» Wyodrębniony listing

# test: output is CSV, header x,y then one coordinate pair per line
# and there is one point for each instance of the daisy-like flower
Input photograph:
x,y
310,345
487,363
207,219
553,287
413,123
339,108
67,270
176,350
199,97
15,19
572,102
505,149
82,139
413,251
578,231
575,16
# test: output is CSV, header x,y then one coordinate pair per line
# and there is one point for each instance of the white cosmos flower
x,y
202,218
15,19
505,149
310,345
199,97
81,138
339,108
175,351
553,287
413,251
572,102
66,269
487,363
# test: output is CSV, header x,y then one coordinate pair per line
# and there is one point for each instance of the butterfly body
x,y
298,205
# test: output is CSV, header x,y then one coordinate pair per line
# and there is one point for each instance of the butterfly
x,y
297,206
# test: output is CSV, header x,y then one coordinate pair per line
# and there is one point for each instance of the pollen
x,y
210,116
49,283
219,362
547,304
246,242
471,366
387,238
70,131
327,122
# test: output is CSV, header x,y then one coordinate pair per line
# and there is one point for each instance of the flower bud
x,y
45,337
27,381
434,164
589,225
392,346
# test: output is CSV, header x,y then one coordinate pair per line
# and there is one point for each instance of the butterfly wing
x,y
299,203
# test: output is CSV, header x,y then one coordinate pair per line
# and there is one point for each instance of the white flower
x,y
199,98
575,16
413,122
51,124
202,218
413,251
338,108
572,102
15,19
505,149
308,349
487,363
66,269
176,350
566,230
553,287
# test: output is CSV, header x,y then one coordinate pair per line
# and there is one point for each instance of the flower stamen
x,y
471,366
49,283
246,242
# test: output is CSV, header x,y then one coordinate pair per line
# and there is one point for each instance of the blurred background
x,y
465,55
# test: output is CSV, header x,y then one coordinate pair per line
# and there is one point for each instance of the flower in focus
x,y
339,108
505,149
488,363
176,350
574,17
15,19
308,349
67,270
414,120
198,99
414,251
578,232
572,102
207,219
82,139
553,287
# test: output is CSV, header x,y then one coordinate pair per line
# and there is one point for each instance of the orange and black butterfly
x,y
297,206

---

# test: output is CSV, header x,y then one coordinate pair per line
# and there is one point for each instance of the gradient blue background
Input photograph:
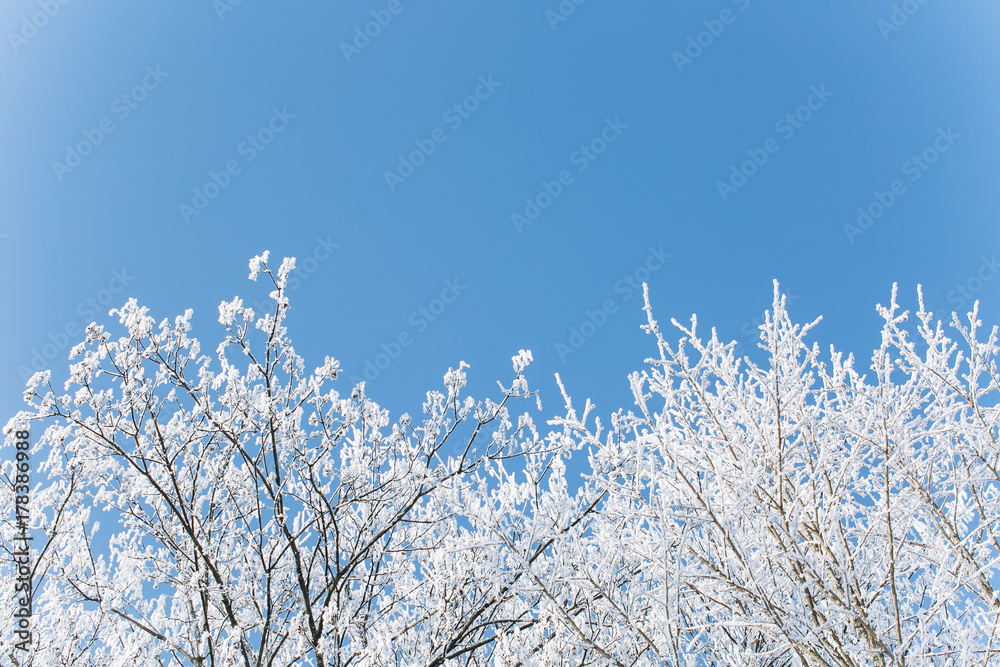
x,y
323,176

---

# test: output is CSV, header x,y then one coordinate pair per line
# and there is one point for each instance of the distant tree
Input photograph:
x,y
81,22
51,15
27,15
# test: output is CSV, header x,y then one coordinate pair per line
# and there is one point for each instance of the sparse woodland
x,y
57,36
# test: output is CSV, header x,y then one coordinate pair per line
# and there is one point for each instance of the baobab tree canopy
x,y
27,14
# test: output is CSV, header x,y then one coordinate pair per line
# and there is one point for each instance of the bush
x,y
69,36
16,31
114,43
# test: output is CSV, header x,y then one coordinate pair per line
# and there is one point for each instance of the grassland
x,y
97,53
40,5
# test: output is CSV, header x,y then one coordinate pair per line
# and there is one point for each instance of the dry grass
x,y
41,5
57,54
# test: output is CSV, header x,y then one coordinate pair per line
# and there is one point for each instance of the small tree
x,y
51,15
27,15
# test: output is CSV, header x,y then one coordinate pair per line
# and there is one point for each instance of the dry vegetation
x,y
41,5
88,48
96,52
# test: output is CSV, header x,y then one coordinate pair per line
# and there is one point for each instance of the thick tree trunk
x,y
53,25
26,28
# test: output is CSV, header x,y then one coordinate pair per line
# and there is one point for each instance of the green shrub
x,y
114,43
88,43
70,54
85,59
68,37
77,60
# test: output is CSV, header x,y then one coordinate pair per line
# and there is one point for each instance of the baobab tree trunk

» Cel zadania
Proszę wybrać z powyższego listingu każdy wiersz zawierający słowo „baobab”. Wielkość liter ma znaczenie.

» Wynik
# and there is one point for each instance of the baobab tree canopy
# and there is one point for each instance of the baobab tree trunk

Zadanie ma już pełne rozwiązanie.